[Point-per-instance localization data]

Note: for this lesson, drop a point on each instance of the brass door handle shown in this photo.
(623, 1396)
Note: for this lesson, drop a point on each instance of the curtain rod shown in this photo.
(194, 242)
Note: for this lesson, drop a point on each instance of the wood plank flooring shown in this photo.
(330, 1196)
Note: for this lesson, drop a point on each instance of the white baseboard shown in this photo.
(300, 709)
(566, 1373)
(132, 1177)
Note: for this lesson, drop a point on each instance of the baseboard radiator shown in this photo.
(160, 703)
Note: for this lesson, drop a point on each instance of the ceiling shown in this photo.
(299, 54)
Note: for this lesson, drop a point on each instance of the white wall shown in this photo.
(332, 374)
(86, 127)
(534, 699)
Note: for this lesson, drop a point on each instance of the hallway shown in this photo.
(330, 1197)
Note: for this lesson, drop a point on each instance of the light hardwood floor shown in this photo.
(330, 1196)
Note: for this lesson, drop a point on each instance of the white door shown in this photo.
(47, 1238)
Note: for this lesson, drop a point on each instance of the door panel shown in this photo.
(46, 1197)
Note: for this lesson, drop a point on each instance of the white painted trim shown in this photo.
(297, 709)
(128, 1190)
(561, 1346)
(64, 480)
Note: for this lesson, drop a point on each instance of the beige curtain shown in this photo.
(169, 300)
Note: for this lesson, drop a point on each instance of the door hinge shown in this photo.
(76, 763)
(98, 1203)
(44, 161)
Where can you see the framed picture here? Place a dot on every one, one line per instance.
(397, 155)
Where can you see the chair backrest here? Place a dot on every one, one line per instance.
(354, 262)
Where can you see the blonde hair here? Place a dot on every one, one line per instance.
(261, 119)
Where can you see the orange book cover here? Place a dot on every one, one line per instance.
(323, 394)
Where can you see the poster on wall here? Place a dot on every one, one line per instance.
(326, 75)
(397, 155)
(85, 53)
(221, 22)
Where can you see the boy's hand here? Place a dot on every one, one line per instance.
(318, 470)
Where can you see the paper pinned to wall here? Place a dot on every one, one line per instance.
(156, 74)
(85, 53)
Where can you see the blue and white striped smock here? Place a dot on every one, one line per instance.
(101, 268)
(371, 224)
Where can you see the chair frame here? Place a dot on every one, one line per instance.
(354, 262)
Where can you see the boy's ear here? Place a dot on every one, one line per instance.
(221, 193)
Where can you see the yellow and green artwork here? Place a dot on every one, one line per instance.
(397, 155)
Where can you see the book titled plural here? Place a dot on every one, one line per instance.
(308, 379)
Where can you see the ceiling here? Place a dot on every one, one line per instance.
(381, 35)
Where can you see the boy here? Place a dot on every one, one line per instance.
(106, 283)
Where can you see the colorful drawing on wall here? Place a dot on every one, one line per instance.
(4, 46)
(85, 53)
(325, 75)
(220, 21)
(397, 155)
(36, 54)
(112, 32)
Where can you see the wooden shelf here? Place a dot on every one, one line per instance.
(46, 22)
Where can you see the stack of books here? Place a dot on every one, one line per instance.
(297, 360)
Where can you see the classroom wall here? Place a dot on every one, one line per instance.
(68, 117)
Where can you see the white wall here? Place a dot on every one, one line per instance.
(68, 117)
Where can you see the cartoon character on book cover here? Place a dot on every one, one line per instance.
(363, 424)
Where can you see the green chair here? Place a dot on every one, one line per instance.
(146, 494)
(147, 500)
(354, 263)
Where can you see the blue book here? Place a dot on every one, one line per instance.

◆ Task to carry out ◆
Copy out all of the records, keeping every line identical.

◆ Exercise result ◆
Note: for this lesson, drop a point on each instance of the brass door handle shown in this photo.
(623, 1396)
Note: for this lesson, drop a point on each instance of the curtain rod shown in this photo.
(194, 242)
Note: for this lesson, drop a point on each instance of the wood plank flooring shown in this photo.
(330, 1196)
Note: for this lesson, drop a point on each instance of the white baseboard shown in this photo.
(300, 709)
(566, 1373)
(132, 1177)
Note: for this lesson, drop a point on each instance of the baseboard radiator shown in this photo.
(160, 703)
Note: for this lesson, drop a point on each instance of the ceiling shown in this photo.
(299, 54)
Note: for this lesson, drop a point on each instance of the white wall shown in this photo.
(332, 374)
(86, 127)
(534, 699)
Note: for this lesson, drop a point on each instance of the hallway shown in this photo.
(330, 1197)
Note: for this lesson, drop a point on each instance of the light hardwood floor shown in this photo.
(330, 1196)
Note: for this lesson, drop a point on each instance of the white door shown in this photo.
(47, 1238)
Note: for this lesson, drop a point on each instance of the door panel shown in this photo.
(46, 1197)
Note: for this lesson, drop a point on each instance of the white painted trim shown in this photo.
(297, 709)
(128, 1190)
(561, 1346)
(64, 480)
Note: for this lesson, drop a point on each instance of the beige curtain shown in this photo.
(169, 300)
Note: for this lesson, drop a point on each instance of the door hinge shown in this photo.
(76, 763)
(98, 1203)
(44, 161)
Where can you see the framed picture here? Place a dot on every one, one line per instance.
(397, 155)
Where can you see the chair backrest here? Place a dot on every one, one line per instance.
(354, 262)
Where can you see the blonde hair here? Place a dot on every one, one line per instance.
(261, 119)
Where can you see the orange book cover here? Place a dot on every one, one line per instance.
(323, 394)
Where can you see the poster on wall here? Place a dot on every one, one line per instance.
(326, 75)
(397, 155)
(85, 53)
(221, 22)
Where can you see the boy's hand here? Place a dot on every one, one line per instance.
(318, 470)
Where can you see the paper pinned to wall here? Place a dot on every one, one line per instance.
(156, 74)
(85, 53)
Where can you see the blue and white striped smock here? Place a dot on every one, one line per instance.
(101, 268)
(371, 224)
Where can you see the chair frame here? Place a dot on every one, one line per instance.
(354, 262)
Where can you see the boy's ear here? Place a dot on every one, one line per instance.
(221, 193)
Where can you see the yellow and green artwork here? Place a dot on every one, one line per instance.
(397, 155)
Where can you see the book titled plural here? Place a dot on every one, one line per instance.
(308, 379)
Where can you see the ceiling here? Place a dot on every one, one line per instance.
(381, 35)
Where can you see the boy here? Place a dot on every one, one line per instance.
(106, 283)
Where can you see the colorful drawing on wall here? Place a dot on every one, one line per instance.
(4, 46)
(85, 53)
(325, 75)
(220, 21)
(397, 155)
(36, 54)
(112, 32)
Where can you see the wooden shelf here? Place a dot on every one, one line per instance.
(46, 22)
Where can you see the stack of books here? Place a dot on every one, one line per instance.
(297, 360)
Where can you see the classroom wall here? Place a dot on every one, one line per instance.
(68, 117)
Where can you see the white wall here? Place a dot on every one, one line per instance.
(68, 117)
Where can you see the cartoon character on book cover here? Place a dot on every one, one line per instance.
(363, 424)
Where can you see the green chair here? Place a dot on every one, one line per instance.
(146, 494)
(147, 500)
(354, 263)
Where can you see the blue book here? Place a dot on every one, one line per instance.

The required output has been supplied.